■ ASSIGNED TASK 1
Answer these from the immunization text:
(a) Which source is cited for inner-city immunization rates staying lower than suburban or state levels?
(b) What two shortages does the immunization text say affect immunization rates in the more rural areas?
(c) On what condition could school-based immunization programs succeed in large urban schools?
■ ASSIGNED TASK 2
Pick up the immunization text after its final sentence and write the next part.

■ TEXT

☆ ☆ ☆ ☆ ☆

- Tracking immunization status. In area with high turnover of residents, it can be difficult to keep in touch with children to ensure that they completed their immunization courses (Leese, 1992).
- Lack of information. The failure to raise immunization levels in poor, underserved populations is caused in part by the lack of timely and accurate child-specific immunization information for providers and parents. Although immunization rates among children are rising across the country, rates in inner-city areas have remained lower than corresponding suburban or state immunization levels (Wood, 1999).
- Lack of awareness. Rural and urban areas face many significant community-based barriers to immunizations, including difficulties in interacting with the health system and lack of integration with the larger primary care system (Rosenberg, 1995).
- Access to health care. Limited access to health care providers in the more rural areas and lack of Medicaid providers affects immunization rates (Niederhauser, 2005).
- Transportation. Geographic barriers and transportation difficulties in rural and urban areas have been cited as a reason for delayed immunization status (Niederhauser, 2005).
Strategies to address these considerations:
- Improve school-based programs. Researchers have concluded that with sufficient attention to political and logistical dimensions, school-based immunization programs could be successful in large urban schools (Boyer-Chuanroong, 1997). Rural communities may also benefit from the provision of immunizations services in school districts.

☆ ☆ ☆ ☆ ☆

■ EXTRACTED ENTRIES
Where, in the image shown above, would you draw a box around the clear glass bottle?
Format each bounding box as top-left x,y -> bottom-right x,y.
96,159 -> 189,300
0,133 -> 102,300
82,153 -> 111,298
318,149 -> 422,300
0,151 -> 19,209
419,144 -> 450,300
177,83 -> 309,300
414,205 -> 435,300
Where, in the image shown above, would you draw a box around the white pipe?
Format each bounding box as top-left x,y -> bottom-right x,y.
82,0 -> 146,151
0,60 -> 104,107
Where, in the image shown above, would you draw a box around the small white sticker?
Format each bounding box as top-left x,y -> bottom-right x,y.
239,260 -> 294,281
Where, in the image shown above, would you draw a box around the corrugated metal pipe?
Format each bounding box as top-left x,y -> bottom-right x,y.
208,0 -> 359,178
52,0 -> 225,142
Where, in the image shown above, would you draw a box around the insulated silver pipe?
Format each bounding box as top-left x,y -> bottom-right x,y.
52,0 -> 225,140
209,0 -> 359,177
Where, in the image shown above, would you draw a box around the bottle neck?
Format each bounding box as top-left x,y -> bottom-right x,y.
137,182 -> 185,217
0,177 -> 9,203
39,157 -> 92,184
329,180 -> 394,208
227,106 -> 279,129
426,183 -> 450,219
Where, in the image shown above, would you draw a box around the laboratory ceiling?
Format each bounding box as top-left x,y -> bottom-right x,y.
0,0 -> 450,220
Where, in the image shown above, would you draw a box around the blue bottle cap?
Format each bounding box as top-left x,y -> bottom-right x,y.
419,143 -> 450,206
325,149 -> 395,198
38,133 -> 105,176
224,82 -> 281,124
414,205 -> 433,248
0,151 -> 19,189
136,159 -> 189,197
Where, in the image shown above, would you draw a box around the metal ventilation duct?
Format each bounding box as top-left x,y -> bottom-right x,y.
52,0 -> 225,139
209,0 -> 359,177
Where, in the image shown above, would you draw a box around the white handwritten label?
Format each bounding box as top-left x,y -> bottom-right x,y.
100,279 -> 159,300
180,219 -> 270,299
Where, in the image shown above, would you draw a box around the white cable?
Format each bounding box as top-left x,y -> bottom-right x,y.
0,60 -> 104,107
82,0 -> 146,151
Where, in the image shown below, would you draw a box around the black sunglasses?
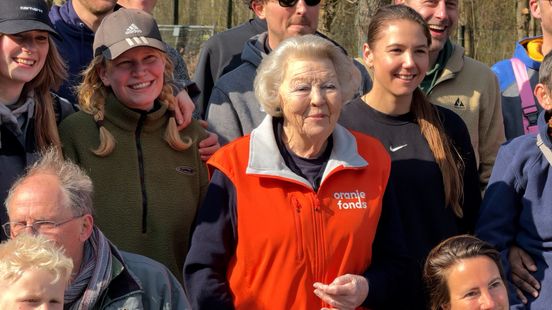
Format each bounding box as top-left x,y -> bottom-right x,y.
278,0 -> 322,8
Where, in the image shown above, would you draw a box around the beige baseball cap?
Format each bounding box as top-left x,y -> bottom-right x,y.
93,8 -> 166,60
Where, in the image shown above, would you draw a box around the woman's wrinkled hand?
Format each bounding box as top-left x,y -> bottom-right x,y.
313,274 -> 368,310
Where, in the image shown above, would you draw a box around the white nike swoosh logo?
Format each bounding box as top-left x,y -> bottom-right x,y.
389,144 -> 408,152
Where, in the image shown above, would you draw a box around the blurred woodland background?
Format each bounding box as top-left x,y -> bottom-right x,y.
47,0 -> 540,74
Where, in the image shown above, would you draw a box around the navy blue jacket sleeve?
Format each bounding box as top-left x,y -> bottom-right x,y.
475,146 -> 523,251
363,179 -> 413,309
184,170 -> 236,309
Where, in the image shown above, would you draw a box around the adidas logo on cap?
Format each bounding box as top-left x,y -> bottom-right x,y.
125,24 -> 142,35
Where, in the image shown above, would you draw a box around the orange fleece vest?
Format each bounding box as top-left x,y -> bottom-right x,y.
209,133 -> 390,309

☆ ☆ ☆ ☆ ☆

■ TASK ANSWER 1
(a) Wood, 1999.
(b) Limited access to health care providers and a lack of Medicaid providers.
(c) If there is sufficient attention to their political and logistical dimensions.

■ TASK ANSWER 2
- Provide community-based programs. Evidence shows that community organizations can be successful at mobilizing parents to fully immunize their children, particularly in areas where routine approaches have failed. Common outreach strategies utilized by community-based organizations may take the form of informal presentations to groups, such as women gathered at self-service laundries, day care centers, churches or street fairs. Presentations may be complemented with periodic outreach conducted directly on the streets of their neighborhoods, by setting up an informational table and passing out informational fliers to passers-by (Rosenberg, 1995).
- Address transportation barriers. Primary care providers and agencies involved with families need to be aware of geographic barriers to needed health services both in rural and urban settings. Bus schedules, taxi voucher programs, home visitors and family and neighbors are all resources that a health care provider can explore with individuals (Niederhauser, 2005).
- Mobilize immunization team. In rural and urban settings, a mobile immunization team may be one of the most effective ways to deliver immunization services (Fenner, 1988).